Point placement records
* begin *

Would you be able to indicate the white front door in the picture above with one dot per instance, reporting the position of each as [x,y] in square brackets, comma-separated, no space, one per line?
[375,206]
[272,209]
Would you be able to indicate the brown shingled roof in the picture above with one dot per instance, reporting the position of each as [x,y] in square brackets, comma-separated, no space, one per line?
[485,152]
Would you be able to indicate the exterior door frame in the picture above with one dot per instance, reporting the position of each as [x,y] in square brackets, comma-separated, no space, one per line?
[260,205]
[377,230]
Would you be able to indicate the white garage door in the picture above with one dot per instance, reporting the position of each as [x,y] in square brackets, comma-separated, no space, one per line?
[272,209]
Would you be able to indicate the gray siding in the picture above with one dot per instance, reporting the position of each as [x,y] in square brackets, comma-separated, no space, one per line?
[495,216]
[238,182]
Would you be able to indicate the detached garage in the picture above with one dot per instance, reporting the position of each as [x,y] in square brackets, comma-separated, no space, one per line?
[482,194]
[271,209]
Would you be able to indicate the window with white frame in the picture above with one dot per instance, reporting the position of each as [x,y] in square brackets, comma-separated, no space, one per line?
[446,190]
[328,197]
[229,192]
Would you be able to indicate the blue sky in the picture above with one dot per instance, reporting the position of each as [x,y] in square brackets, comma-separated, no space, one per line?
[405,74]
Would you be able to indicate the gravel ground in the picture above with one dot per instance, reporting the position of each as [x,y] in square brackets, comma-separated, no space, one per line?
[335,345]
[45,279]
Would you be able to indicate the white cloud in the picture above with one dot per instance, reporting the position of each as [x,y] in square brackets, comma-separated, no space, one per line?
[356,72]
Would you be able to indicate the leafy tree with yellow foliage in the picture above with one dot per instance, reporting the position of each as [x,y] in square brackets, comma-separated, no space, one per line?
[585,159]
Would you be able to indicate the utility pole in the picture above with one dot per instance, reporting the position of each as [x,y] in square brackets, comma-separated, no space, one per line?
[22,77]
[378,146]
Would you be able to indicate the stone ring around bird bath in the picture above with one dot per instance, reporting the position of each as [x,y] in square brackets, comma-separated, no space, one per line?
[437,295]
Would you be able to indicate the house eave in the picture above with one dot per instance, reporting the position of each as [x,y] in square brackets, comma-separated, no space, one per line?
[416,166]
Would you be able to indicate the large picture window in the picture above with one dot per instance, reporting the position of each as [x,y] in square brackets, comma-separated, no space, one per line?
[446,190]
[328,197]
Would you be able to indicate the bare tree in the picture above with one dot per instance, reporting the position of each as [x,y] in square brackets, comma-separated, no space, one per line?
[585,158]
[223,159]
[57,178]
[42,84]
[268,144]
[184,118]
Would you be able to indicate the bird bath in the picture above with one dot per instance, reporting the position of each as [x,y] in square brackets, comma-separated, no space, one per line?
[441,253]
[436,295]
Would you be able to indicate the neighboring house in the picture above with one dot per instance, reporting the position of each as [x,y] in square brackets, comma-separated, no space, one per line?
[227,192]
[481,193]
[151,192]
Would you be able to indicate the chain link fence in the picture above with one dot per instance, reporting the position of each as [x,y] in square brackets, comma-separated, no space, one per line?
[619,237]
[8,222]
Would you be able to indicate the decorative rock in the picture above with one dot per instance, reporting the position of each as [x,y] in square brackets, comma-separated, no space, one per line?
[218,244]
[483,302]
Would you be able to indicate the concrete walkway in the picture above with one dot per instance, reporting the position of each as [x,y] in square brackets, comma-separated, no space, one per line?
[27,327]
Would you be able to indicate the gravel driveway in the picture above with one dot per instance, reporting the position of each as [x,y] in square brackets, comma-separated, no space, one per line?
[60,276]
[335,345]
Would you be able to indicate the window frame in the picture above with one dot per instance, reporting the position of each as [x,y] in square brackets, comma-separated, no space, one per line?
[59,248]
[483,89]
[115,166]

* end *
* begin *

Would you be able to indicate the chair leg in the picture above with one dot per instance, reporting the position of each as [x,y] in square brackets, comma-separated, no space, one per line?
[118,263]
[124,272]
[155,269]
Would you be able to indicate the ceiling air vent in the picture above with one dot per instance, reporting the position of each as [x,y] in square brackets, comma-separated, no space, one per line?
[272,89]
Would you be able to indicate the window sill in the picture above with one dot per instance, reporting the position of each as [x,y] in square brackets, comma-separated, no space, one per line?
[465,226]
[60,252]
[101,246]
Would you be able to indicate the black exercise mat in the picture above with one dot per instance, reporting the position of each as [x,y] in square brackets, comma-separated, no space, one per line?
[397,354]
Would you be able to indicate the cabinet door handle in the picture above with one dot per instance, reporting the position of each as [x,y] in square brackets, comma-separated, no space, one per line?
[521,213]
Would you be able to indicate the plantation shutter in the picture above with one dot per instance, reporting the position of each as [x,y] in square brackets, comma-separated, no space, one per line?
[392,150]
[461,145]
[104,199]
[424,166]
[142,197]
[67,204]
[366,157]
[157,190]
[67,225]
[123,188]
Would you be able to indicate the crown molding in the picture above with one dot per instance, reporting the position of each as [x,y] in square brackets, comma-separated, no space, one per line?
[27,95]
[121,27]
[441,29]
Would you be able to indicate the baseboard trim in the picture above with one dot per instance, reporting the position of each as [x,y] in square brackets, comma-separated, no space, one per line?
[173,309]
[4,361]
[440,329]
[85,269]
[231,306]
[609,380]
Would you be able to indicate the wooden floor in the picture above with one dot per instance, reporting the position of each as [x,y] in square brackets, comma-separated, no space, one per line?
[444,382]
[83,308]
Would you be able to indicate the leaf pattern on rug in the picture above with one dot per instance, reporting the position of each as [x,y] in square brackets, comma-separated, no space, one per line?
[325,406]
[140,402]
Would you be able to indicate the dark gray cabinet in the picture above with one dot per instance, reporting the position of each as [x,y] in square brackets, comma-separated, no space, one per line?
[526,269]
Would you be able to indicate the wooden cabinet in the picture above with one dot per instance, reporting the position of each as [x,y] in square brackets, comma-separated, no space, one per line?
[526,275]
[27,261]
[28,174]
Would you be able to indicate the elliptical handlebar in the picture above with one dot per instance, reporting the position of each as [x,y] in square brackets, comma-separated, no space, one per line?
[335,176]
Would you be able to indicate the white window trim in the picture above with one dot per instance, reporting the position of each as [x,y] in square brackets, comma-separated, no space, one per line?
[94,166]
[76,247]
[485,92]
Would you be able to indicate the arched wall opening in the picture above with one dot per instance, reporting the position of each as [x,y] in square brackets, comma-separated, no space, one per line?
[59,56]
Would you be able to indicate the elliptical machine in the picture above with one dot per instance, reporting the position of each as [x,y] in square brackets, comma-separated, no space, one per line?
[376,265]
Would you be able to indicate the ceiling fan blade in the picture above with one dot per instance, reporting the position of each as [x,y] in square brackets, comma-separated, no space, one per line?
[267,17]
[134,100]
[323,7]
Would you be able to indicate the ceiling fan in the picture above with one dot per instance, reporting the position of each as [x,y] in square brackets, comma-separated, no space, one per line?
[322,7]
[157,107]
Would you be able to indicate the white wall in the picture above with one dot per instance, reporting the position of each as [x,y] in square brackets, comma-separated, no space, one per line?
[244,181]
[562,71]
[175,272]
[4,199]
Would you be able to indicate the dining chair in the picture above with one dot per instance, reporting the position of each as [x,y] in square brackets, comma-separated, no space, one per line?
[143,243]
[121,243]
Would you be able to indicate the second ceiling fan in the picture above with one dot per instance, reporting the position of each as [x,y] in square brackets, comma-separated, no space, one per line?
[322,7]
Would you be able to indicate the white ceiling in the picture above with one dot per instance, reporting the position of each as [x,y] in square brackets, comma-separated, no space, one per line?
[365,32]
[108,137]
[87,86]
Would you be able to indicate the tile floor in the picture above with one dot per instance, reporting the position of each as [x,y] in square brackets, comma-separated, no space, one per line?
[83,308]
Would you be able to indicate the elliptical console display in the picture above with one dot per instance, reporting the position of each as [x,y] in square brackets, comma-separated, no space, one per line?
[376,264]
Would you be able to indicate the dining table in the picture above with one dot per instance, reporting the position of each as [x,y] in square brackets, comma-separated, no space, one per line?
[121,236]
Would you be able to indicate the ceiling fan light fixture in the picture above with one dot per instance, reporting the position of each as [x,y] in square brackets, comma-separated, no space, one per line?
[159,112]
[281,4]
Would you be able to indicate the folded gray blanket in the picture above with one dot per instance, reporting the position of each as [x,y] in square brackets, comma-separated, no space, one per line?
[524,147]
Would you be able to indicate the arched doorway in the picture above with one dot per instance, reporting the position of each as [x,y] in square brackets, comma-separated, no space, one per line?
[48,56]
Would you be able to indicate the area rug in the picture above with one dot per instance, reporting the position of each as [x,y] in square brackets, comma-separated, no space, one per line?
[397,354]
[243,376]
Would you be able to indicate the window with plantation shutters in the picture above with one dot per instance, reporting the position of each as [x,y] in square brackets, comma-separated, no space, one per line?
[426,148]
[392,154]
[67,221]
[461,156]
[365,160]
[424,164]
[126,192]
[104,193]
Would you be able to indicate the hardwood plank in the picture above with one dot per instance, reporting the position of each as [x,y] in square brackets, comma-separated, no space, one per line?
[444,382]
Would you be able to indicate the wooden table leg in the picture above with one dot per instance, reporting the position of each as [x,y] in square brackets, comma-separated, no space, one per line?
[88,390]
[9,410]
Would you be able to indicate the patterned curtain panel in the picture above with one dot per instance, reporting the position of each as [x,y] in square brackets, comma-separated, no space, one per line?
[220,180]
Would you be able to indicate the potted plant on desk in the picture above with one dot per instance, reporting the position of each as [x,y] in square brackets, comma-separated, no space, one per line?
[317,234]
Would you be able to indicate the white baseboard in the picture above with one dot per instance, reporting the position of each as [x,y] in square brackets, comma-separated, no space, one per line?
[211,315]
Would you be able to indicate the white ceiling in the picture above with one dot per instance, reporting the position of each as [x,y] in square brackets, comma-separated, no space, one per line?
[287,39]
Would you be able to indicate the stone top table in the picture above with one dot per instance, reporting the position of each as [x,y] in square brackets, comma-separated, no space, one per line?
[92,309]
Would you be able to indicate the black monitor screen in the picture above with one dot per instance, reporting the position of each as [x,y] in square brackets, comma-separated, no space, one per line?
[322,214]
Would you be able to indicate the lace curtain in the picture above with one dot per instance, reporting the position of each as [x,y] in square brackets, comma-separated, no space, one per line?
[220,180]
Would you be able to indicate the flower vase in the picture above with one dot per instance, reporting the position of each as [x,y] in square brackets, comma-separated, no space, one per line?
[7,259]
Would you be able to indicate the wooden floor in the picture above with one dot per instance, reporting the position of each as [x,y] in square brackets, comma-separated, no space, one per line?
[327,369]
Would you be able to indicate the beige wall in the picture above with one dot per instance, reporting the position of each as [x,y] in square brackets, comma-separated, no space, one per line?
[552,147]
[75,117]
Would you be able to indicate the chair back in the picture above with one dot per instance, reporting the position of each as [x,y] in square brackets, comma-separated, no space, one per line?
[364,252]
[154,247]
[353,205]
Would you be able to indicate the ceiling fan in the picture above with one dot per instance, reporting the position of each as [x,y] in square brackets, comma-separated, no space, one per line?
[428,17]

* end *
* begin *

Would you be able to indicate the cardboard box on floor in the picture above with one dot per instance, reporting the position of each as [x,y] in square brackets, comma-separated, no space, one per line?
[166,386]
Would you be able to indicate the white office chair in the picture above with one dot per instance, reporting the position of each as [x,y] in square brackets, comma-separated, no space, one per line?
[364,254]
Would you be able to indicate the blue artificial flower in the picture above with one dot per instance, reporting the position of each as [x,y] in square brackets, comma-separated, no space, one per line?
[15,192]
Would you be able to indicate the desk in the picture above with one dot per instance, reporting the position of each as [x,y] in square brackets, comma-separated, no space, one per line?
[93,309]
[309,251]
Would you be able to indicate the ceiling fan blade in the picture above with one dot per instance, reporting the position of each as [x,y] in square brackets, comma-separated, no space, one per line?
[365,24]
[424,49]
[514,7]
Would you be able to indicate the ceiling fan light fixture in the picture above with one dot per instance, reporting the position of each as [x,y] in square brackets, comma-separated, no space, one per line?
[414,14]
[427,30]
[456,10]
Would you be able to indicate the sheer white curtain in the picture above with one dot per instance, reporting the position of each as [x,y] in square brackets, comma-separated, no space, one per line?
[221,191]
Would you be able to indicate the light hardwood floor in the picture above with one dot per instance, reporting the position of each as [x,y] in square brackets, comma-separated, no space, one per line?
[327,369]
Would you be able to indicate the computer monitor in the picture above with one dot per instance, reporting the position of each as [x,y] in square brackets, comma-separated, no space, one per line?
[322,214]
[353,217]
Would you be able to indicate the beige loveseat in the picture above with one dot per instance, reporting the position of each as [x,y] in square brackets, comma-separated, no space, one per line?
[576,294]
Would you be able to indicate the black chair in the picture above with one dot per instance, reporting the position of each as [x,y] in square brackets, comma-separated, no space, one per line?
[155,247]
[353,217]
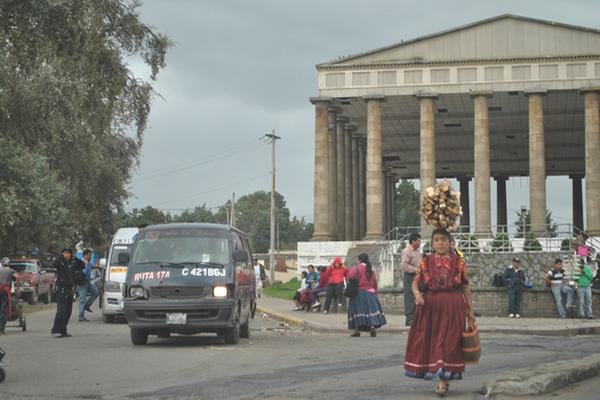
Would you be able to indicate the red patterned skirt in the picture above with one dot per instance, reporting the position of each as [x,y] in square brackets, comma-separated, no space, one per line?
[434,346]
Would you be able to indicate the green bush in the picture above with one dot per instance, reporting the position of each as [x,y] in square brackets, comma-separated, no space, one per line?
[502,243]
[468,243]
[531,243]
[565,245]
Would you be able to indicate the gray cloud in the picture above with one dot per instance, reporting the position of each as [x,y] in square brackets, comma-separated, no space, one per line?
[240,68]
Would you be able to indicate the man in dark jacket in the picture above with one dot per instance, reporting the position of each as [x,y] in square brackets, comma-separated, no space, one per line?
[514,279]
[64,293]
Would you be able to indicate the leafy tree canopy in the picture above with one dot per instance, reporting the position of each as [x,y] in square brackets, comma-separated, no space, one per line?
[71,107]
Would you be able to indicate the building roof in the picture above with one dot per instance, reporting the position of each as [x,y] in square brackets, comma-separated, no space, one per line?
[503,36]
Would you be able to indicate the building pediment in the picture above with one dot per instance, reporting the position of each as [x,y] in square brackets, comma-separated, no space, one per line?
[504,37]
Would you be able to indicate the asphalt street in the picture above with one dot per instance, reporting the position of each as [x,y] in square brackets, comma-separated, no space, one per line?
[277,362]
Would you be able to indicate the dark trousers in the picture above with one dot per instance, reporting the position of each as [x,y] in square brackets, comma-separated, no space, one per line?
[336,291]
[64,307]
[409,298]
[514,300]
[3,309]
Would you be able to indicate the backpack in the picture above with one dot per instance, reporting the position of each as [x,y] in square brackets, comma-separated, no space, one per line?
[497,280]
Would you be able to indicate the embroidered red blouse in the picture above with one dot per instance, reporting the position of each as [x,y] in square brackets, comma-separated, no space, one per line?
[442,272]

* end *

WRITTEN TASK: Find every line in the items above that contains the word "jacket" and copy each one. Case counts.

ANSWER IN FULL:
Would you be able to indicate the man in dark jacket in the picture above with one dot per instance, reporting the position of each as [x,y] in square brackets, comma-separated, no space, one per line?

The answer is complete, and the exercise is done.